- SELECTED TEXT -
+ + + + +

Building Up the Future

By Claire Baney

“I believe in the future of agriculture, with a faith born not of words but of deeds,” the first line of The FFA Creed.  As a past FFA member, incoming Purdue University College of Agriculture student, and future agriculture leader, I have identified with and proclaimed this very belief.  A belief in the future of our industry based on authentic actions, as opposed to “building castles in the sky.” But what does the future of agriculture look like and what constructive steps must we take to ensure a successful life for our industry? To lay a strong foundation for the future, we must capitalize on our current strengths and resources, develop a narrative, and invest in our youth.

As a young person, I believe in the value of innovations like the interweaving of technology and farming. Within such modernizations are the power to unlock yield potentials, cultivate robust research and development practices, and foster environmental sustainability. However, to fully capitalize on their clout, let us focus on the continued enrichment of these methods to reinforce their relevance in our ever-growing, progressive world. I am excited about the future of agriculture, and I praise its principles and conduct. Even as hardships arise on a practical level, the faith of the farmer and advocate lead the charge in “rising up from the ashes.” I admire agriculture’s self-reliance and devotion to supporting others. In my opinion, agriculture is the epitome of a servant-leader from an industry standpoint. But these are just a short list of our industry’s structural strong-suits. It is strengths like this that we can and must continue for a bright tomorrow.

Within any ambitious, engaging organization or industry, there is a vision present. A vision that paints a detailed picture defining its values, mission, goals, and background. In other words, it paints its story. Agriculture is most certainly an ambitious, engaging industry that in recent years has fixated on telling its story to all walks of life. To do so, an overarching vision has matched the industry with a voice, mobilized agriculturalists, and connected the public with a larger understanding of agriculture. Just like our industry has initiated such a vision, we can do the same. In fact, designing our own personal vision to craft, what I like to call, a narrative deems more powerful than a message we didn’t individually construct. Establishing our own narrative garners a fortified, intrinsic buy-in from ourselves to further support agriculture while setting an example for others to follow, thus making a larger, more powerful impact on the future.

+ + + + +

- PROVIDED DATA -

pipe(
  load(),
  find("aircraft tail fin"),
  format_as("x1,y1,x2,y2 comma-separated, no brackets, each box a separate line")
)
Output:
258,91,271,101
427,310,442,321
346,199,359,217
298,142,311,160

+ + + + +

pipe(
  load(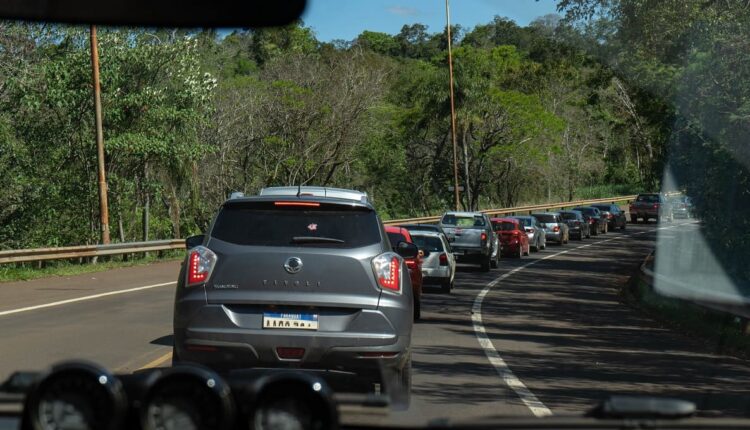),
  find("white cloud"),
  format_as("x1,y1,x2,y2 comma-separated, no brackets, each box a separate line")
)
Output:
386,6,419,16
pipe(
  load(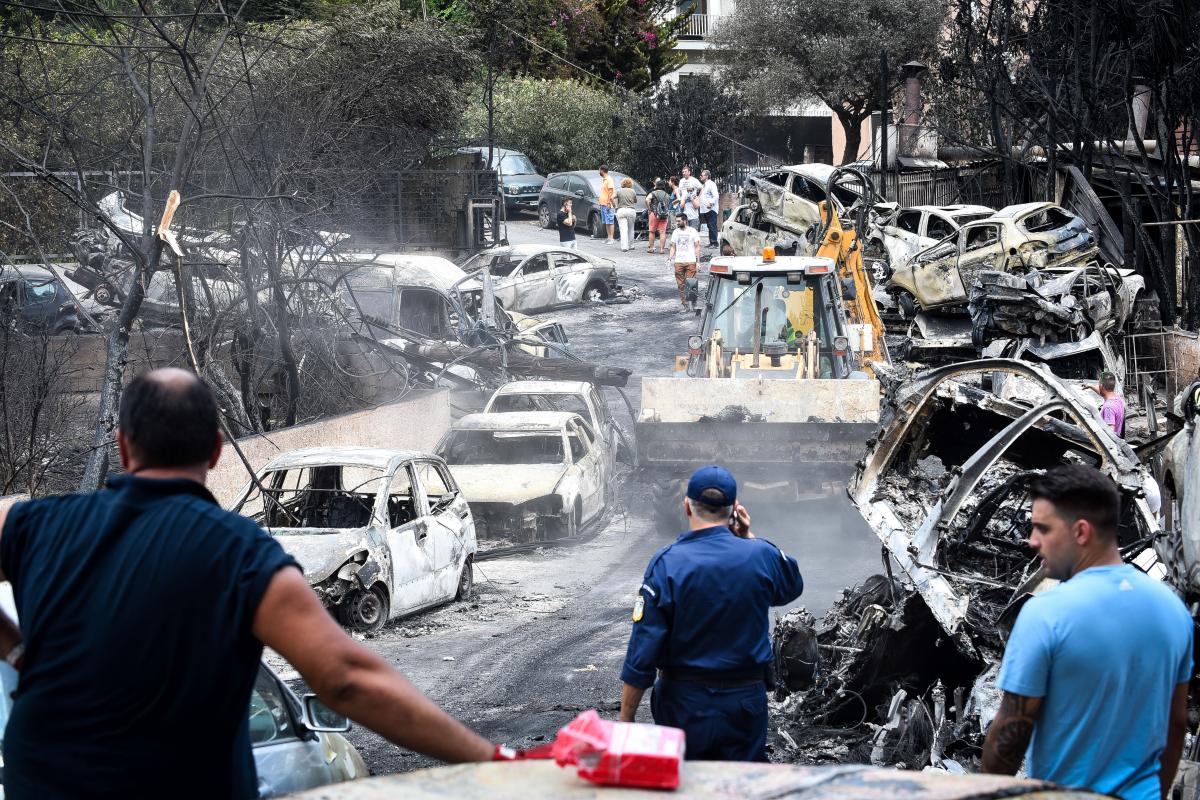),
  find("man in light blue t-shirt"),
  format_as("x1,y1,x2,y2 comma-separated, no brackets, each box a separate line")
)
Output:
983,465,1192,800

+ + + + +

- WHAT IS ASKED -
- 1) Transcribe the essay on the future of agriculture from "Building Up the" to "in our youth.".
- 2) Go on with the essay on the future of agriculture, picking up right after its final sentence.

- EXPECTED RESULTS -
- 1)
Building Up the Future

By Claire Baney

“I believe in the future of agriculture, with a faith born not of words but of deeds,” the first line of The FFA Creed.  As a past FFA member, incoming Purdue University College of Agriculture student, and future agriculture leader, I have identified with and proclaimed this very belief.  A belief in the future of our industry based on authentic actions, as opposed to “building castles in the sky.” But what does the future of agriculture look like and what constructive steps must we take to ensure a successful life for our industry? To lay a strong foundation for the future, we must capitalize on our current strengths and resources, develop a narrative, and invest in our youth.

- 2)
Upon creating a narrative and setting an example, those practices can be used to inspire youth. Across the United States, agricultural education provides students with a chance to immerse themselves in agriculture. However, there are many areas where this branch of education is not offered. As supporters of the agricultural industry, we can promote and assist existing agricultural education programs and FFA chapters in our own community while also seeking to present the same opportunity to students who are unable to enjoy agricultural education. According to the United States Department of Agriculture, there are approximately 60,000 job openings in agriculture every year with about 25,000 of those jobs going unfilled. By actively exploring ways to tap into our youth and exposing even the urban student to agriculture, imagine the immense growth we could see in our industry’s support-system! Not to mention, how we could close a labor shortage of 25,000 jobs. Coming from a girl who grew up 30 minutes outside of downtown Indianapolis (not in a rural area), I had an innate love for animals as many kids do. After discovering their connection to agriculture, I translated my love for animals into a love for the industry and since have continuously found ways to share that with others. Because someone allowed the opportunity for me to be involved, I was able to find what excited me while becoming an avid supporter for agriculture. By championing stories like this and investing in today’s youth, we can truly build up and sustain our industry for the tomorrow’s future.

A strength of the agricultural industry is its mindful outlook toward the future and constant drive to innovate and improve. With making the most of our present capital and skillsets, shaping our own story, and supporting our students, we CAN ensure a successful future for agriculture. The power to invigorate our industry is right before us. We are just asked to take the first step to in putting action to the solid futures we’re building. As Henry David Thoreau encouraged, we must continue to place the foundations under the “castles we have built in the sky.” “If you have built castles in the air, your work need not be lost; that is where they should be. Now put the foundations under them.”